CHALLENGE: Please reproduce the data below line for line, without changing anything.

EXTRACTED MATERIAL:
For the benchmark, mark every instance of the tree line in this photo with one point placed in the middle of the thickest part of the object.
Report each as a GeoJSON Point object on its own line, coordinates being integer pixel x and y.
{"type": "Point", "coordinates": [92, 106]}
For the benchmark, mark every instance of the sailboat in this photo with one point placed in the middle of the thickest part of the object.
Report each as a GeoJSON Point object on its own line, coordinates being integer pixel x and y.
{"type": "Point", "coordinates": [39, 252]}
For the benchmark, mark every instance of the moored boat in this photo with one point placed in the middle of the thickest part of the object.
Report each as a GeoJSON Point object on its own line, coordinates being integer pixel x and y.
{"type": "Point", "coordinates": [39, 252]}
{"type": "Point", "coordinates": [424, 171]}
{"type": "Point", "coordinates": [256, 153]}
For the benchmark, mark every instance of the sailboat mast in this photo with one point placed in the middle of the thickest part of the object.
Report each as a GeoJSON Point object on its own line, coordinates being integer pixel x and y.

FINISHED TASK:
For the benchmark, mark every instance of the tree line in this photo with one point placed in the middle of the thickest part of the object.
Report each as a GeoJSON Point object on its own line, coordinates being integer pixel x and y.
{"type": "Point", "coordinates": [92, 106]}
For the benchmark, mark every instance of the sailboat in this photo with one point placed in the middle of the thickest part of the object.
Report each as a GeoJSON Point object on its own line, coordinates being integer pixel x and y.
{"type": "Point", "coordinates": [39, 252]}
For the benchmark, mark every instance of the moored boat in this photo with one point placed in the middle of the thickest part of the object.
Report each as a GeoJSON Point object on its own line, coordinates being integer pixel x and y.
{"type": "Point", "coordinates": [39, 252]}
{"type": "Point", "coordinates": [424, 171]}
{"type": "Point", "coordinates": [256, 153]}
For the benchmark, mark every instance of the sailboat mast in this photo with one point placed in the middle of the thickest part of the object.
Report each as a GeoJSON Point object on its own line, coordinates being integer pixel x and y.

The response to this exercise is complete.